Which lines below contain the string "like"? Copy each of them, treating uppercase and lowercase as different.
--- start of Information given ---
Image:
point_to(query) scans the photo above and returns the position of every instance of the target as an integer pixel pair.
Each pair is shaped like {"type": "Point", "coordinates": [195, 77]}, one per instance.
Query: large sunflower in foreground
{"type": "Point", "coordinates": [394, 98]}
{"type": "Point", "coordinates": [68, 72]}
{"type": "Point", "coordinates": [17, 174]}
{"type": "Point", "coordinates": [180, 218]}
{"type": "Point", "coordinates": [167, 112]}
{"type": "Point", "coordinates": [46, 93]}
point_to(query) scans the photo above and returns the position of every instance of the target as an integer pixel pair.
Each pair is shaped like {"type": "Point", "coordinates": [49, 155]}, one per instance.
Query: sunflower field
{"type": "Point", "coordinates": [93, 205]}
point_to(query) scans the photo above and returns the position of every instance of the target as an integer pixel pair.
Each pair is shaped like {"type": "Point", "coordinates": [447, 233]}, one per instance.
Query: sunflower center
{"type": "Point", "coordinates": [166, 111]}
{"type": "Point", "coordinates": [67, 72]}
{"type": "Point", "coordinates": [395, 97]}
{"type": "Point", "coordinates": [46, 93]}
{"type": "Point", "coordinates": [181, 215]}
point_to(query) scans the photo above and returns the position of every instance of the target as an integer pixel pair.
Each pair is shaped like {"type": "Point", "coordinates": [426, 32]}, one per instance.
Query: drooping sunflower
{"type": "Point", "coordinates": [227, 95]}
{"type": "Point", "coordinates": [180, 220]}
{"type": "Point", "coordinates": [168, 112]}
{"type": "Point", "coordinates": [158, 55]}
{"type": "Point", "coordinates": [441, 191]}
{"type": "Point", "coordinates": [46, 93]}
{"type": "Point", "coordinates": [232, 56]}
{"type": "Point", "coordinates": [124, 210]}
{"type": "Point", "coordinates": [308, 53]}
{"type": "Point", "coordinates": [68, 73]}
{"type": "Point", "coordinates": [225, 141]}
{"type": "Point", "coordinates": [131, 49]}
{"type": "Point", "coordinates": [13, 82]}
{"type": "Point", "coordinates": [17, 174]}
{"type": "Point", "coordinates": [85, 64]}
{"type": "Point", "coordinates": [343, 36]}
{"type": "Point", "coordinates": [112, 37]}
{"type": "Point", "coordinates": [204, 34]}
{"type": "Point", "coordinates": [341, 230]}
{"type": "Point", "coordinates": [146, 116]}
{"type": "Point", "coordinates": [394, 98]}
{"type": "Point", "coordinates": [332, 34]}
--- end of Information given ---
● **Expected output**
Each pair is shaped like {"type": "Point", "coordinates": [195, 77]}, one per instance.
Each pair is shaped like {"type": "Point", "coordinates": [49, 155]}, one per instance.
Each pair is shaped like {"type": "Point", "coordinates": [447, 233]}, one per instance.
Each pair is shaped like {"type": "Point", "coordinates": [426, 32]}, one per instance.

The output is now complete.